** START Supplied records **

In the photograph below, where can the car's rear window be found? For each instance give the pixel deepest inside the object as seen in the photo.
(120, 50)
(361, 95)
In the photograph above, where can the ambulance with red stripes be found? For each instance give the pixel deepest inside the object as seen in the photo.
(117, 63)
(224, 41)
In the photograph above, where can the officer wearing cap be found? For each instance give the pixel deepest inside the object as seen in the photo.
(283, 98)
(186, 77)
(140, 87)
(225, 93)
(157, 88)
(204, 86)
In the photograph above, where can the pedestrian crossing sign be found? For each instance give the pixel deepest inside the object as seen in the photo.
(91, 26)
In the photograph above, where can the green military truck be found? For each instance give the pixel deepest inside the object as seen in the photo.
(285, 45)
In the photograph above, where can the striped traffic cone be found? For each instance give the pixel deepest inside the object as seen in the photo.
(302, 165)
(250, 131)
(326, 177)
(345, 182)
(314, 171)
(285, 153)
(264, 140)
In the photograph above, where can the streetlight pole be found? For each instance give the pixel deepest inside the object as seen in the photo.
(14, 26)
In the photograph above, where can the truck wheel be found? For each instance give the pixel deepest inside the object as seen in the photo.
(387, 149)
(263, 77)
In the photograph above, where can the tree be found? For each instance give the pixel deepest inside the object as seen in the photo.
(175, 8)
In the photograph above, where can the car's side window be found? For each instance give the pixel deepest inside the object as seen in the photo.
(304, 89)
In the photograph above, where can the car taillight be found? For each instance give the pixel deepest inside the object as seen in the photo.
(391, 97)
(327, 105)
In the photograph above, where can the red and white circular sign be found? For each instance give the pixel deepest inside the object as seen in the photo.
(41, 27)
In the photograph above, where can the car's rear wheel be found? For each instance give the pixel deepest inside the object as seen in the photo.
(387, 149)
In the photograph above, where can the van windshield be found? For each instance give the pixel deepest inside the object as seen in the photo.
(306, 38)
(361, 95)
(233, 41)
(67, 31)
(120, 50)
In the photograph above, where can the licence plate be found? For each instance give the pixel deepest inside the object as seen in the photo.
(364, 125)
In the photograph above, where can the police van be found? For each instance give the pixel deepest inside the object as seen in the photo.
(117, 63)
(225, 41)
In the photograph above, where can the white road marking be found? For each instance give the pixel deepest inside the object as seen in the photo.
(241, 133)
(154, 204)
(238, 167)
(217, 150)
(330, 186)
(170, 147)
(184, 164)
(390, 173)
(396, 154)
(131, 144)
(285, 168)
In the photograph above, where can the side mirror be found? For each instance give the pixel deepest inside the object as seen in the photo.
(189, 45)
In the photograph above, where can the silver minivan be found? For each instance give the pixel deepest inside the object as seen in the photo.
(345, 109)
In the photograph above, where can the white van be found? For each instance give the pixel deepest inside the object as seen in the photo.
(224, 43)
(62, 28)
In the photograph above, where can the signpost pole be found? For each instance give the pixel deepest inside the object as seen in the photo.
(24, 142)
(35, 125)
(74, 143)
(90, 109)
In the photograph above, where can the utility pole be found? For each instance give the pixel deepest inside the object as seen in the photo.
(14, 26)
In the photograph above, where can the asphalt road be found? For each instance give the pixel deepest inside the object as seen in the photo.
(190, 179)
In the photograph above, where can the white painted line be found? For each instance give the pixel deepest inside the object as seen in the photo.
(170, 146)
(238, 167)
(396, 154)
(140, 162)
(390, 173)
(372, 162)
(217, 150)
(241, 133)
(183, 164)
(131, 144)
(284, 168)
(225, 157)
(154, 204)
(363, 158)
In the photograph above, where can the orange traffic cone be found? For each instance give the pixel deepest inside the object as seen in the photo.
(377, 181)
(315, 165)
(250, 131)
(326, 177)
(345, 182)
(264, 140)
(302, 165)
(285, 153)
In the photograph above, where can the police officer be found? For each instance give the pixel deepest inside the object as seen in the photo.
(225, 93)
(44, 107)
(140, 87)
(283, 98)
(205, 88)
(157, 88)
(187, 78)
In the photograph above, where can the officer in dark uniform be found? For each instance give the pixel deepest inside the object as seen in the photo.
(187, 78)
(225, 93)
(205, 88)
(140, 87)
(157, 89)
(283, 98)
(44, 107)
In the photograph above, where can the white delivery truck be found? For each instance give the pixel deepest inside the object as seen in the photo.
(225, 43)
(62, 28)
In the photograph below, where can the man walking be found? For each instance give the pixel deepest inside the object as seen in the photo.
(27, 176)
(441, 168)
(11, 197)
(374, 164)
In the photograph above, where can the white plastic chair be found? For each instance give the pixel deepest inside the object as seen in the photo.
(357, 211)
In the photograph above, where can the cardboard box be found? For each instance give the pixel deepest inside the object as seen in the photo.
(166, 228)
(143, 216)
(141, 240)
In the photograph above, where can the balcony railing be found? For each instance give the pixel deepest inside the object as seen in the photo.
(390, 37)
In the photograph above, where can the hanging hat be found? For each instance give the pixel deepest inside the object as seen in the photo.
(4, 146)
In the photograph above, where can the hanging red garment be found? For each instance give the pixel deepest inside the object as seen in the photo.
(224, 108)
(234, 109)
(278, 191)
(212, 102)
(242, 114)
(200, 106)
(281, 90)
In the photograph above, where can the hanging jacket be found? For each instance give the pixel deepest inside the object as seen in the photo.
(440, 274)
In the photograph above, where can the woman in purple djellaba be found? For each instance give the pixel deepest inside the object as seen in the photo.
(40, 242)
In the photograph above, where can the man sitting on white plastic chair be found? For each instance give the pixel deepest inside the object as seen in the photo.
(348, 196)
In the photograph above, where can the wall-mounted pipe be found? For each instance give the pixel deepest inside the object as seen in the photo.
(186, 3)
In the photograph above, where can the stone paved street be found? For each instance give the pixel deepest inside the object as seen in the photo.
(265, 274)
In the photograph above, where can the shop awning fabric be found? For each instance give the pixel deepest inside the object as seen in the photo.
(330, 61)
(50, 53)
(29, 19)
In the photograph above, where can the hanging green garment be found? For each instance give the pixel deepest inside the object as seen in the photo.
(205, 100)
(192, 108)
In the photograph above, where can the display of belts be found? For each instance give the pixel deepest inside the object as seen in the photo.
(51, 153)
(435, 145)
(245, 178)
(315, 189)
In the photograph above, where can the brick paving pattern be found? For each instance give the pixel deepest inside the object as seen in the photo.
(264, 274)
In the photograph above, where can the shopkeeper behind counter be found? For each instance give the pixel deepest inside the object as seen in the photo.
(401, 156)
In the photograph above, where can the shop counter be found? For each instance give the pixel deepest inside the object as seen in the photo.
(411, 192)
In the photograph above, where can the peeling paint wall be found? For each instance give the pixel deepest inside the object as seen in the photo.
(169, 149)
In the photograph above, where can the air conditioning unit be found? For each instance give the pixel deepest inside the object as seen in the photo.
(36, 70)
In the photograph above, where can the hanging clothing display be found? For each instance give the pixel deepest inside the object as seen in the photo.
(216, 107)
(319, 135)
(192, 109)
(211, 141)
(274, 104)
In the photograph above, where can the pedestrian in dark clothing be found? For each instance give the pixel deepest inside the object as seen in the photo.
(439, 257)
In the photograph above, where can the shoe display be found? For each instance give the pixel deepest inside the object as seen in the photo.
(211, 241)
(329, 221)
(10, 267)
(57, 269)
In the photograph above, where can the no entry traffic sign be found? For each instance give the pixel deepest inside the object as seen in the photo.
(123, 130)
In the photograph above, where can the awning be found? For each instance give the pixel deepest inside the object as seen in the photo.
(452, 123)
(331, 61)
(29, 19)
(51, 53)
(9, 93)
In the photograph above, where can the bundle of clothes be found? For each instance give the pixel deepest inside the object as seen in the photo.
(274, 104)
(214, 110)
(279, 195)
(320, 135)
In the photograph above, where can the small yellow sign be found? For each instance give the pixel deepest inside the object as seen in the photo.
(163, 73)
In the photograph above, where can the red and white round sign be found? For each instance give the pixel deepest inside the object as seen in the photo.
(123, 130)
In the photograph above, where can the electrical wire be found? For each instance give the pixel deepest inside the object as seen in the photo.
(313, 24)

** END Supplied records **

> **What to do**:
Copy out the stretch from the line containing "In the photograph above, where can the electrical" through the end of the records, replacing "electrical wire" with "power line" and leaving everything else unchanged.

> **Exercise answer**:
In the photograph above, where can the power line be found? For each instance give the pixel deepest inside the object as seen in the photo.
(313, 24)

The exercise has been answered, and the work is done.